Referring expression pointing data
######

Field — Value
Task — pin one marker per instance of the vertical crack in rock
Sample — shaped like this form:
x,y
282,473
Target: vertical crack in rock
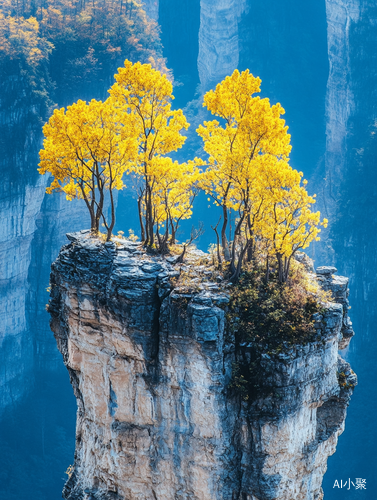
x,y
151,365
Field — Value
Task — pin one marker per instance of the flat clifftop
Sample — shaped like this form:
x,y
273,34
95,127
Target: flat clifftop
x,y
151,367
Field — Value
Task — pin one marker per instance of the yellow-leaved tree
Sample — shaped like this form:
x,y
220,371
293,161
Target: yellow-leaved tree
x,y
146,94
249,129
87,149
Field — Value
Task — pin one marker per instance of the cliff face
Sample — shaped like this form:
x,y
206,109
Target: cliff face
x,y
150,367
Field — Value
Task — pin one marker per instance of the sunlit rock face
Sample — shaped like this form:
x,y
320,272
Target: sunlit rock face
x,y
218,39
151,366
151,8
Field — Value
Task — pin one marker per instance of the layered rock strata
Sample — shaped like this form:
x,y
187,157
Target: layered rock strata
x,y
151,365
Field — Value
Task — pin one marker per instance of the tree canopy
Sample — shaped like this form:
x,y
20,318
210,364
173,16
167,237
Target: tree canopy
x,y
90,147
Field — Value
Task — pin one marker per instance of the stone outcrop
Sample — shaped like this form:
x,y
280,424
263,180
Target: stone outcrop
x,y
150,366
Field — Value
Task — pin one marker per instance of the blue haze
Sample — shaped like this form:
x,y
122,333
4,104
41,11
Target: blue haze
x,y
285,43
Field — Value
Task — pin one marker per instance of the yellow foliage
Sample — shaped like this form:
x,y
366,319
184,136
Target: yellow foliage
x,y
248,172
165,188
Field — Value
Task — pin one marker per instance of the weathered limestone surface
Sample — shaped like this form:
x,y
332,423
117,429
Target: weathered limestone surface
x,y
218,39
150,368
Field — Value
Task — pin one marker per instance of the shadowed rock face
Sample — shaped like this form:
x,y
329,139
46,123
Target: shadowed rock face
x,y
150,368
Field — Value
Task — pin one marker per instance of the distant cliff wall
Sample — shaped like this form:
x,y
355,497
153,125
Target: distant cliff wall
x,y
218,39
150,367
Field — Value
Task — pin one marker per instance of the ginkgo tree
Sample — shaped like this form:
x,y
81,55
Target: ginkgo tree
x,y
173,198
87,149
248,173
250,128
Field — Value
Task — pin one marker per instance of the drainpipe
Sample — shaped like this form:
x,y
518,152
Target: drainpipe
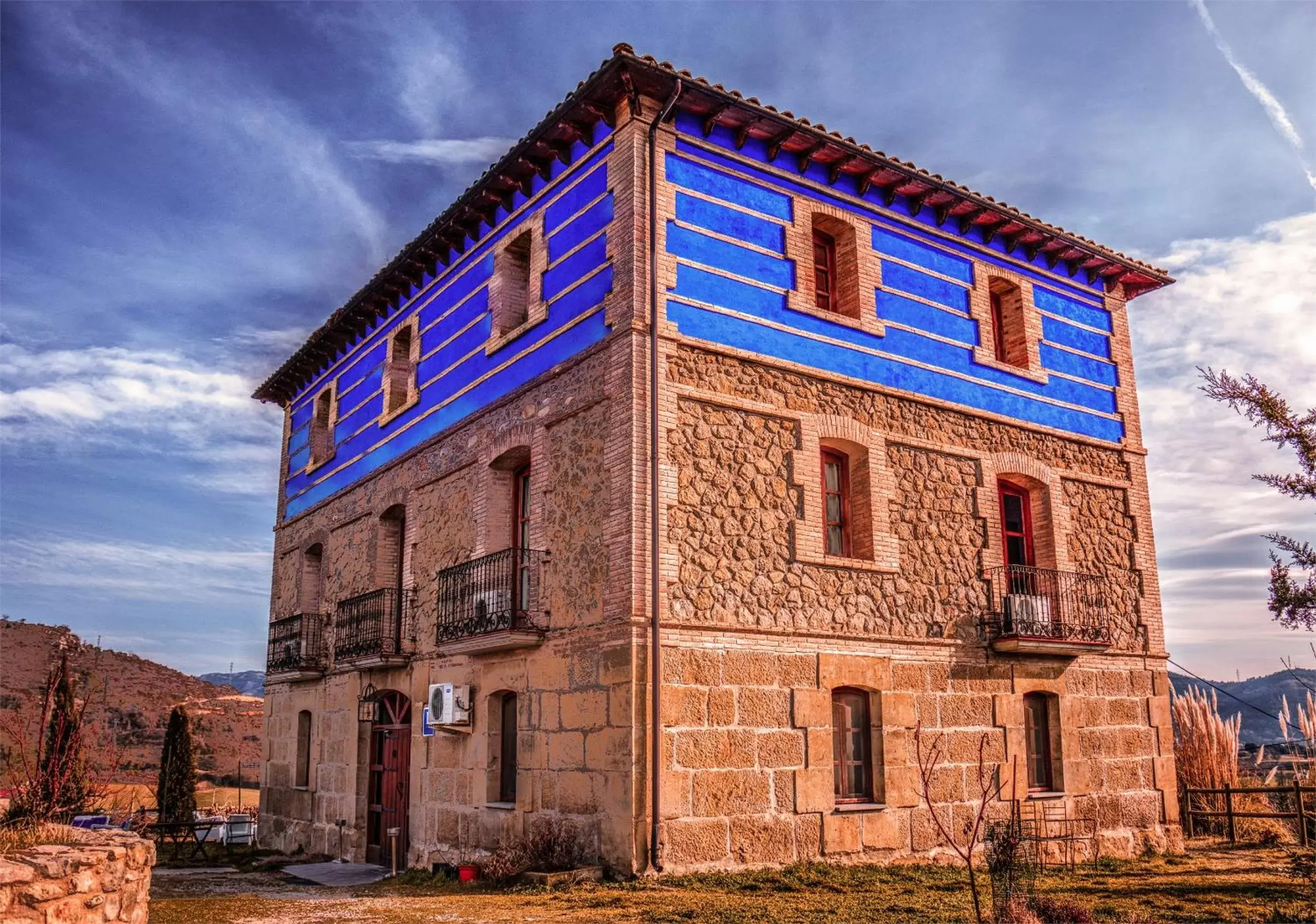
x,y
656,652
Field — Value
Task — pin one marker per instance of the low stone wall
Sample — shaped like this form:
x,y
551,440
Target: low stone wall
x,y
104,877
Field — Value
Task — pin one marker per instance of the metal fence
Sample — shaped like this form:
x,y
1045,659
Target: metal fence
x,y
297,644
1204,811
375,623
1041,603
491,594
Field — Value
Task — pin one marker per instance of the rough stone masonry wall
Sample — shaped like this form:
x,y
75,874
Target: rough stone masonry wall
x,y
104,877
757,640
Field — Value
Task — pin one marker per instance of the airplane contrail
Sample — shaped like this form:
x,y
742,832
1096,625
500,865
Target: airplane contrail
x,y
1273,107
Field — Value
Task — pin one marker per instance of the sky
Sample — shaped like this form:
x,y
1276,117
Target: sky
x,y
187,190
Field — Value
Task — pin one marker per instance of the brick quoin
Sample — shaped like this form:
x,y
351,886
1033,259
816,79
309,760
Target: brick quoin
x,y
759,623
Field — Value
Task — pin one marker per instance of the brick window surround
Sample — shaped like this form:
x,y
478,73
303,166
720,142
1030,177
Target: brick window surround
x,y
403,356
1010,327
856,272
324,415
516,290
872,545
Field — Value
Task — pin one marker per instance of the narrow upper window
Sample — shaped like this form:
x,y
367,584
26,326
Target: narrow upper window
x,y
402,370
1038,741
1016,524
521,535
312,579
824,272
303,769
852,745
507,751
1010,341
322,428
514,278
836,502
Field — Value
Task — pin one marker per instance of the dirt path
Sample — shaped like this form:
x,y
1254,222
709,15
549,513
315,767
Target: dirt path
x,y
1211,885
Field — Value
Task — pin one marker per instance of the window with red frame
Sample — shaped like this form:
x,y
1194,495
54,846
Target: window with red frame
x,y
1016,524
852,745
836,502
824,272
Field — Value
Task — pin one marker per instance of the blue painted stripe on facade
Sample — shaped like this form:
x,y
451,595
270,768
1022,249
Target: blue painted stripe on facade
x,y
478,254
1084,368
729,257
732,223
348,401
466,341
922,254
757,152
1078,339
581,228
586,334
472,279
588,189
728,189
572,306
715,290
361,368
458,319
369,411
578,265
893,307
298,460
894,276
1054,303
744,335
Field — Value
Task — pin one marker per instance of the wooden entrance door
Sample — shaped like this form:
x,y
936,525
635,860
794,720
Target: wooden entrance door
x,y
389,793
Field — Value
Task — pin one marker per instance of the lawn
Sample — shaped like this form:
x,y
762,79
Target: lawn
x,y
1211,884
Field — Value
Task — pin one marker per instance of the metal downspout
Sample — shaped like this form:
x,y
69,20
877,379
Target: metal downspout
x,y
656,652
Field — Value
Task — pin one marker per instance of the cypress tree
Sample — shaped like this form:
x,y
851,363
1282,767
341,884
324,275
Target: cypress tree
x,y
175,796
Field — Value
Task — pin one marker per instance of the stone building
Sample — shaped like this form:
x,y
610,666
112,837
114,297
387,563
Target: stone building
x,y
878,464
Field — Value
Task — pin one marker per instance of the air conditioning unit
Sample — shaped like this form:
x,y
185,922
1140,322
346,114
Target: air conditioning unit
x,y
1029,609
491,602
450,705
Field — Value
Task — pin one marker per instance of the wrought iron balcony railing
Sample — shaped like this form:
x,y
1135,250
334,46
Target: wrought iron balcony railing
x,y
1047,609
491,594
297,646
375,624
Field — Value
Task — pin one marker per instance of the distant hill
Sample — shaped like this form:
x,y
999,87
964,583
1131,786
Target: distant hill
x,y
1262,692
251,682
131,701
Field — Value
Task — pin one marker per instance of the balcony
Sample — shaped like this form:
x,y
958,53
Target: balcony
x,y
297,648
1039,611
374,630
493,603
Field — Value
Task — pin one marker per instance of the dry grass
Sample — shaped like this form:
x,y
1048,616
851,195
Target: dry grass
x,y
27,833
1211,885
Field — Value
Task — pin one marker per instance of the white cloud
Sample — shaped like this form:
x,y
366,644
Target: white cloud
x,y
440,152
1247,304
145,402
139,572
1273,107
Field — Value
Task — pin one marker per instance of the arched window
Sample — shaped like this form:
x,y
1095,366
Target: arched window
x,y
401,371
507,750
1041,745
852,745
322,428
302,776
836,503
836,267
1010,339
312,579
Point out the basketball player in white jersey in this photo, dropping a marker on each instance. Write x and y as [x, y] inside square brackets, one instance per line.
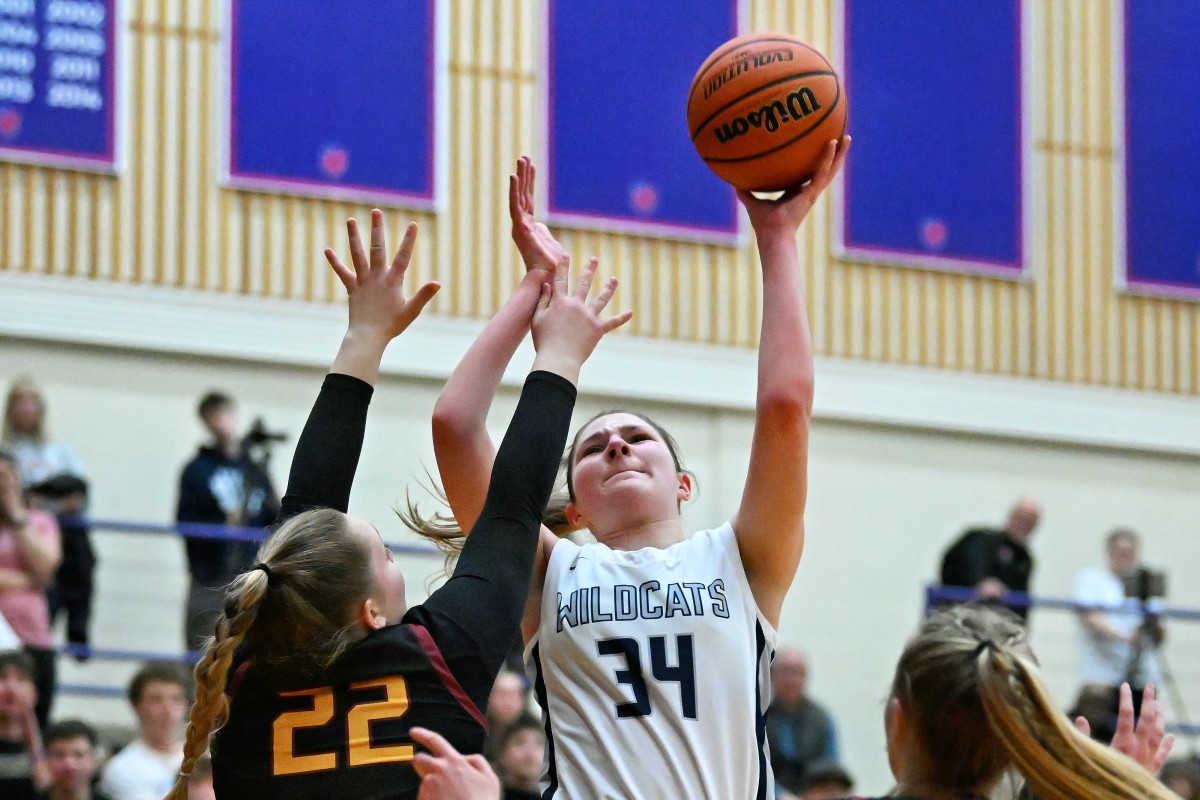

######

▸ Task description
Please write the data out again exactly, but do not carry over the pictures.

▸ Exercise output
Field — Value
Task — pin one marker per instance of the vertical crack in rock
Sample — shaped like this form:
x,y
282,473
Target: vertical crack in rock
x,y
151,365
Field — Value
Task — pin one marker per instance of the flat clifftop
Sample — shaped like this form:
x,y
273,34
95,127
Target: flat clifftop
x,y
151,367
Field — Value
Task — pin one marker per instance of the yellow-leaved tree
Sample — shaped like this form:
x,y
220,371
293,161
Target: yellow-leaved tree
x,y
146,94
249,129
87,149
Field — Value
Task — pin one marker per instance of the cliff face
Sample — shaped like this form:
x,y
206,109
Target: cliff face
x,y
150,367
Field — Value
Task — pin one marker per instance of the sunlit rock face
Sample — shaped like this form:
x,y
320,272
Target: sunlit rock face
x,y
218,39
151,366
151,8
Field — Value
Task — pin one marker per instance of the layered rock strata
Sample — shaped like this form:
x,y
187,157
Target: layered rock strata
x,y
151,365
Field — Value
Task — pin one marker per instance of the tree canopy
Sample — shaped like this form:
x,y
20,318
210,364
173,16
167,237
Target: tree canopy
x,y
90,147
Field — Value
Task — pin one marker per instance of the stone outcrop
Sample — shaped like this form:
x,y
280,424
263,180
Target: stone outcrop
x,y
150,366
Field — Value
Task — pin one marker per instance of the blue haze
Sample — shaped like this form:
x,y
122,333
4,104
41,11
Target: blue haze
x,y
285,43
Field — Value
Task — pin one marker per instance of the yellow foliage
Sample — shaped like this form:
x,y
366,319
184,136
Target: yellow foliage
x,y
248,172
165,188
Field — Value
Task — pin one marker per instance of the weathered limestone surface
Sample — shaped like this form:
x,y
332,423
117,429
Target: weathered limestone surface
x,y
218,39
150,368
Field — Value
Task — pin one marker per instance of the shadowed rock face
Sample — shaped like this form:
x,y
329,139
46,123
Target: shadowed rock face
x,y
150,368
Field — Value
Task — pin one marker per instance of the distant cliff wall
Sample — shaped like this form:
x,y
355,497
153,125
Target: distant cliff wall
x,y
218,39
150,367
Field — Value
Task — pin one marker per instance of the ginkgo tree
Sample — shaped like this form:
x,y
81,55
Target: ginkgo tree
x,y
173,198
87,149
248,173
250,128
Field — Value
Task — pin one marker per instance of the drainpipe
Sample — shaped like this form:
x,y
518,152
Target: drainpipe
x,y
656,652
Field — Value
Task — pin one marker per instance of the low stone wall
Sample — shaped like this form:
x,y
551,440
Target: low stone wall
x,y
104,877
Field — Value
Task — pin one marker per instance of the metal fence
Sample — shaped like this form:
x,y
1045,659
Target: metal fence
x,y
297,644
1204,811
375,623
1041,603
491,594
Field — Value
Task — pin one marker per instance of the rough stone masonry wall
Sample — shaped like this form:
x,y
75,874
Target: rough stone masonry wall
x,y
104,877
757,640
Field — Value
Task — pin one marker per instance of the airplane contrail
Sample — shaped like this form:
x,y
742,832
1096,625
500,865
Target: airplane contrail
x,y
1273,107
Field — Value
Task — pin one marker per instance of the sky
Sample — shaped like this form:
x,y
1276,117
Target: sky
x,y
187,190
Field — Value
Task — pin one marker per instance of the brick quoin
Sample — shaped like this form:
x,y
351,886
1033,259
816,79
309,760
Target: brick quoin
x,y
759,623
Field — Value
Task — pin one marker per instance of the brick window surround
Sample — shaped like this form:
x,y
478,73
303,166
720,142
1030,177
Target: brick window surround
x,y
403,356
1010,327
856,272
324,415
516,290
872,545
Field — Value
Task — pin one marker per instance of the narrow upper window
Sample — shaped like this form:
x,y
367,584
26,326
Target: narrow upper window
x,y
402,370
1038,741
1016,524
521,535
312,579
824,272
303,769
852,745
507,751
1010,341
322,428
514,278
836,502
Field — Value
Task — pin one marker per instance of the dirt path
Sample — shaped like this form:
x,y
1254,222
709,15
549,513
315,767
Target: dirt path
x,y
1211,885
Field — Value
Task — pin one marker per instance of the window with red frame
Sample — shaped like this form:
x,y
1194,495
54,846
Target: window with red frame
x,y
1016,524
852,745
836,502
824,272
Field — Value
Task — pin one marker per instance of the blue painted stripe on facade
Sample — shaped like this form:
x,y
451,595
270,768
1022,249
Target: blue painted stripe on facade
x,y
478,254
1084,368
729,257
732,223
348,401
466,341
922,254
757,152
1078,339
581,228
586,334
472,279
588,189
728,189
572,306
715,290
361,368
458,319
369,411
578,265
893,307
298,460
894,276
1054,303
744,335
Field — Value
Task — pin one marker per instance of the wooden entrance door
Sample — shaped like this form:
x,y
936,525
635,860
794,720
Target: wooden entrance door
x,y
389,793
Field — Value
Task — pin one marker per instance of the lawn
Sample — shaped like this form:
x,y
762,79
Target: lawn
x,y
1211,884
Field — Value
Task — pin one marker per instance of the metal downspout
Sample — shaped like this form:
x,y
69,20
877,379
Target: metal downspout
x,y
656,652
Field — Value
Task — pin one marker per instance of the cypress tree
Sample — shaped like this form:
x,y
851,363
1282,767
341,884
324,275
Target: cypress tree
x,y
175,796
Field — Value
Task — pin one marker per instance of the stone building
Sample — shaped like this form:
x,y
610,666
112,837
114,297
387,563
Target: stone building
x,y
878,464
Field — Value
Task — pin one marker per instance of the air conditioning unit
Sample — shaped like this form:
x,y
185,922
1140,322
346,114
Target: air conditioning unit
x,y
1029,609
491,602
450,705
Field — Value
Task — pin one marker per instance of the wrought iron balcony railing
Sample — shaped like this form:
x,y
1135,250
334,46
Target: wrought iron balcony railing
x,y
1047,609
491,594
297,646
375,624
Field — Value
Task — pin one marker per instance of the distant hill
Sample — shaped like this form:
x,y
999,87
964,583
1131,786
Target: distant hill
x,y
1262,692
251,682
131,701
Field — Value
Task — pin one marker per instance of the balcony
Sample — shaped like this form:
x,y
958,53
Target: balcony
x,y
297,648
1039,611
374,630
493,603
Field — Value
Task — pin one marker per instance of the dry grass
Sample — shaped like this form:
x,y
1048,616
851,195
Target: dry grass
x,y
27,833
1211,885
Field — Value
Task — pin one marker per instance of the white cloud
Sample — shaped like this form:
x,y
366,644
Target: white cloud
x,y
440,152
1247,304
145,402
139,572
1273,107
Field — Value
Task — pin one marker per instance of the arched window
Sample — shaped like this form:
x,y
1095,366
Target: arched window
x,y
401,371
507,750
1041,745
852,745
322,428
302,776
836,503
836,267
1010,339
312,579
Point out the basketball player in white jersey in this photo, dropping a marker on each instance. Write x and y as [x, y] inside square brackets, one instance per line.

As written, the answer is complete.